- Exercise prompt -
The data below needs to be returned exactly, line for line.

Recorded data:
## BEGIN
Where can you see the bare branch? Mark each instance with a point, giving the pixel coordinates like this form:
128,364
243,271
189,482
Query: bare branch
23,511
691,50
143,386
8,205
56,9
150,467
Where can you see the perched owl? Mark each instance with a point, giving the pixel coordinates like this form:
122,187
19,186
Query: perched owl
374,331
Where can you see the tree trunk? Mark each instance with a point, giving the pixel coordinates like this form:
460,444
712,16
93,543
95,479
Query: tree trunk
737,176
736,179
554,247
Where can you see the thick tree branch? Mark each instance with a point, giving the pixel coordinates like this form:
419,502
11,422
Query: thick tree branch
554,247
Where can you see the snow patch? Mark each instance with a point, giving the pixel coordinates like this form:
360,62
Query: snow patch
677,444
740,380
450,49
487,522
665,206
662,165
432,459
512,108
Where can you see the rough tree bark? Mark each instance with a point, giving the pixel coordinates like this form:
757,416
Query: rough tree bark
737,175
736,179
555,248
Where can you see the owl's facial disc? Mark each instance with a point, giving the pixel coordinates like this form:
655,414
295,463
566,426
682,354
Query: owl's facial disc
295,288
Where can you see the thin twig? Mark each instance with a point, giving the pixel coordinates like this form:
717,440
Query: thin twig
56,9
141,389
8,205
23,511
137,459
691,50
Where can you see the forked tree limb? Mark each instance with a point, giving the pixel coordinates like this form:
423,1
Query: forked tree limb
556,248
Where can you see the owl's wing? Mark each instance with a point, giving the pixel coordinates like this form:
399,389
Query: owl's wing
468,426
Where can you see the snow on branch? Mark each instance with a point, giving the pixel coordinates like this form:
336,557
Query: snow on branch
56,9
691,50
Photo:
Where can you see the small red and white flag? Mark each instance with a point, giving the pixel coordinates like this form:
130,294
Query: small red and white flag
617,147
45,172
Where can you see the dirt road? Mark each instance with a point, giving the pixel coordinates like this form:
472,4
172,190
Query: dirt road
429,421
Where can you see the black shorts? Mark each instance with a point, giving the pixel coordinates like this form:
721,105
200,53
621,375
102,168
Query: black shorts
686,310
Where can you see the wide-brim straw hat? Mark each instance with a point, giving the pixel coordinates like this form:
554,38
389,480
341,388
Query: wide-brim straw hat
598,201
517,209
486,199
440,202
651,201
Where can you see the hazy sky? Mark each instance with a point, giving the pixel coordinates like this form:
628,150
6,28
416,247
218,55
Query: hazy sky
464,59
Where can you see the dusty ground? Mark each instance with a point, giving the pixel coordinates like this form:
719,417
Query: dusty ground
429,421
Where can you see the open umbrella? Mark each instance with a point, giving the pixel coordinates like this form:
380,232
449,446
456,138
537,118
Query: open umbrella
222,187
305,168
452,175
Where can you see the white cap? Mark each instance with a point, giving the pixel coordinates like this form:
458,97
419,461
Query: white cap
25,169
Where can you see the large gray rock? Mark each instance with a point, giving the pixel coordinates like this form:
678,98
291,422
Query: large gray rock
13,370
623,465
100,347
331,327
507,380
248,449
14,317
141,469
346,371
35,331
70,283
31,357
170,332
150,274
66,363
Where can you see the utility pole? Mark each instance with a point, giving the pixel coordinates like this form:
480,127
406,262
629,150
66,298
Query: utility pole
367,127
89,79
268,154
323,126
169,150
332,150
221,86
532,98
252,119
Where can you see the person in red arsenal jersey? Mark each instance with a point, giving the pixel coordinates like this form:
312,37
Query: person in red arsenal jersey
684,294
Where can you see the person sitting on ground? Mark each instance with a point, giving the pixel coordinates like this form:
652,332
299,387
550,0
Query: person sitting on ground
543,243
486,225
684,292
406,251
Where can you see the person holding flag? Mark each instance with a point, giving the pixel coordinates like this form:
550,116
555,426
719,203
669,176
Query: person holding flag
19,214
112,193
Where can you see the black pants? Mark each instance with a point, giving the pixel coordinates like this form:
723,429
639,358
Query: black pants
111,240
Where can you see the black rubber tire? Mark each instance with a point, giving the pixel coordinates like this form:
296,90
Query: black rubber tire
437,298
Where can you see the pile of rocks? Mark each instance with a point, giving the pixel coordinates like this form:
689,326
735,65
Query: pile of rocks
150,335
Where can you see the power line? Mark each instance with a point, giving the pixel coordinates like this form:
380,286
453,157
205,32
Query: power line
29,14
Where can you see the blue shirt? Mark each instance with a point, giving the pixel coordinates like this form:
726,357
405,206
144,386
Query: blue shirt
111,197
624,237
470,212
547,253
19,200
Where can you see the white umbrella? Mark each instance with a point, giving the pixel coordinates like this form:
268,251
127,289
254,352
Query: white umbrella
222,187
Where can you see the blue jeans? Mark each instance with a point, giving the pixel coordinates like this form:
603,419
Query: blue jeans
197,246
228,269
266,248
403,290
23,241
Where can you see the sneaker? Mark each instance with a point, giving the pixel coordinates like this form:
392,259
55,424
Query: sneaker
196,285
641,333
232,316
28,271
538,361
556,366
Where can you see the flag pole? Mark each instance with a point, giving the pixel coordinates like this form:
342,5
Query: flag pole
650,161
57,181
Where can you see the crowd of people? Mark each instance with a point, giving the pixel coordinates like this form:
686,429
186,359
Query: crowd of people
## END
- Worked solution -
Where can you see the bare branch? Mark each instance with a point, giving the pixel coordinates like this form:
128,364
243,271
189,482
Query: bare branch
23,511
691,50
143,386
8,205
56,9
150,467
Where can you see the perched owl? Mark each instance with a point, giving the pixel coordinates like this form:
122,187
19,186
Query: perched owl
374,331
Where can you see the tree trunk? Mark each instance with a point, giving the pixel coordinates like this form:
460,444
712,16
93,543
95,479
Query: tree trunk
737,176
736,179
554,247
Where can you see the thick tree branch? Mark each instance with a point, giving the pixel coordinates like this form:
419,502
11,422
Query: thick tree branch
554,247
Where can you see the snow patch? Mark each instance with a point, giving the pixel coordinates like this form:
360,62
Query: snow patch
677,444
740,380
450,49
487,522
665,206
662,165
432,459
512,108
Where can you see the rough tree bark? Mark each instance with a point, giving the pixel coordinates like this form:
757,416
Query: rough tree bark
737,175
736,179
555,248
Where can you see the owl's facial disc? Mark each instance with a point, giving the pixel coordinates like this form:
655,414
295,463
566,426
682,354
Query: owl's facial disc
295,288
Where can you see the thin twig? Mark each instance with a point, giving the pixel coordinates like this form:
717,440
Query: thin twig
56,9
141,389
8,205
23,511
137,459
691,50
Where can you see the forked tree limb? Mark each instance with a point, giving the pixel coordinates like this form:
423,1
Query: forked tree limb
556,248
Where can you see the owl's wing? Mark each instance with a point, giving the pixel coordinates like this form:
399,389
Query: owl's wing
468,426
Where can you see the snow on branch? Mark each instance with a point, giving the pixel coordinates like this form:
336,557
Query: snow on branch
56,9
691,50
Photo:
Where can you see the small red and white flag? Mark each instance with a point, giving the pixel coordinates like this form:
130,294
Query: small red and white flag
617,147
45,172
Where can you see the dirt road? Mark each instance with a point, giving the pixel coordinates like this form:
472,4
172,190
Query: dirt road
429,421
Where can you see the black shorts? Mark each instance with a point, giving the pixel coordinates like this form:
721,105
200,53
621,375
102,168
Query: black shorts
686,310
Where can you see the wide-brim straw hat? Mark each instance with a point, giving the pixel coordinates like this form:
554,38
389,480
341,388
Query: wide-brim straw hat
598,201
517,209
486,199
440,202
651,201
Where can you see the hazy sky? Mark each instance with a point, giving the pixel coordinates like this form:
628,150
6,28
416,247
218,55
Query: hazy sky
464,59
Where can you see the dusty ground? Mark each instance with a point, giving the pixel coordinates like this form:
719,417
Query: dusty ground
429,421
Where can you see the open umbrella? Mark each instance with a point, giving the pixel coordinates like this form:
380,232
449,446
456,138
537,118
Query: open umbrella
222,187
305,168
452,175
Where can you see the white cap? Mark each instance with a point, giving the pixel coordinates like this form:
458,97
419,461
Query: white cap
25,169
Where can you see the large gray rock? Mark each instance with a point, giving the pixel coordinates like this form:
678,98
291,422
Query: large gray rock
13,370
623,465
100,347
331,327
507,380
248,449
14,317
141,469
346,371
35,331
70,283
31,357
170,332
150,274
66,363
Where can you see the utility pole? Mark each instance with a point, giving the pixel coordinates like this form:
480,127
406,262
629,150
66,298
Query: utility pole
367,127
89,79
268,154
323,126
169,150
332,150
221,86
532,98
252,119
Where can you see the person in red arsenal jersey? Mark each instance with a point, giving the pixel coordinates like this form:
312,37
Query: person in red arsenal jersey
684,294
Where can you see the person sitting on ground? Mark each instance with a point, giving the pixel coordinates like this form:
652,332
299,387
550,0
Query: person sitting on ground
543,243
486,225
684,292
406,251
Where can you see the person holding flag? Mark each instance with a point, giving the pixel coordinates like this form:
550,116
555,426
719,203
669,176
Query: person holding flag
19,214
112,193
Where can you see the black pants? Mark each instance with a point, giving the pixel coordinates like this form:
723,429
639,358
Query: black pants
111,240
Where can you see the black rubber tire? Mark each instance with a point, giving the pixel coordinates like this form:
296,90
Query: black rubber tire
437,298
Where can you see the pile of rocks? Mark each instance with a point, giving the pixel coordinates like this form:
689,326
735,65
Query: pile of rocks
150,335
Where can you see the power line? Mark each instance with a point, giving the pixel coordinates like this form:
380,286
453,157
205,32
Query: power line
29,14
Where can you see the blue shirt? Mark each instance with a point, giving the pixel coordinates like this form:
726,357
405,206
144,386
Query: blue shirt
111,197
624,237
470,212
547,253
19,200
Where can you see the white umbrella? Mark each instance with a point, giving the pixel coordinates like this form:
268,251
127,289
254,352
Query: white umbrella
222,187
Where can you see the blue jeans? Mark each instance with a point, giving the pixel coordinates like this form:
603,419
Query: blue jeans
197,246
228,269
266,248
403,290
23,241
Where can you see the sneaker? Mark each instance with a point, giving the pixel coordinates like this form:
392,259
55,424
Query: sneaker
196,285
641,333
232,316
28,271
538,361
556,366
Where can you see the flag pole? Mark each instance with a point, giving the pixel coordinates like this form:
342,5
Query: flag pole
650,161
57,181
Where can you see the crowd of people? Mark each instance with a point, giving the pixel coordinates like this form:
686,429
186,359
Query: crowd of people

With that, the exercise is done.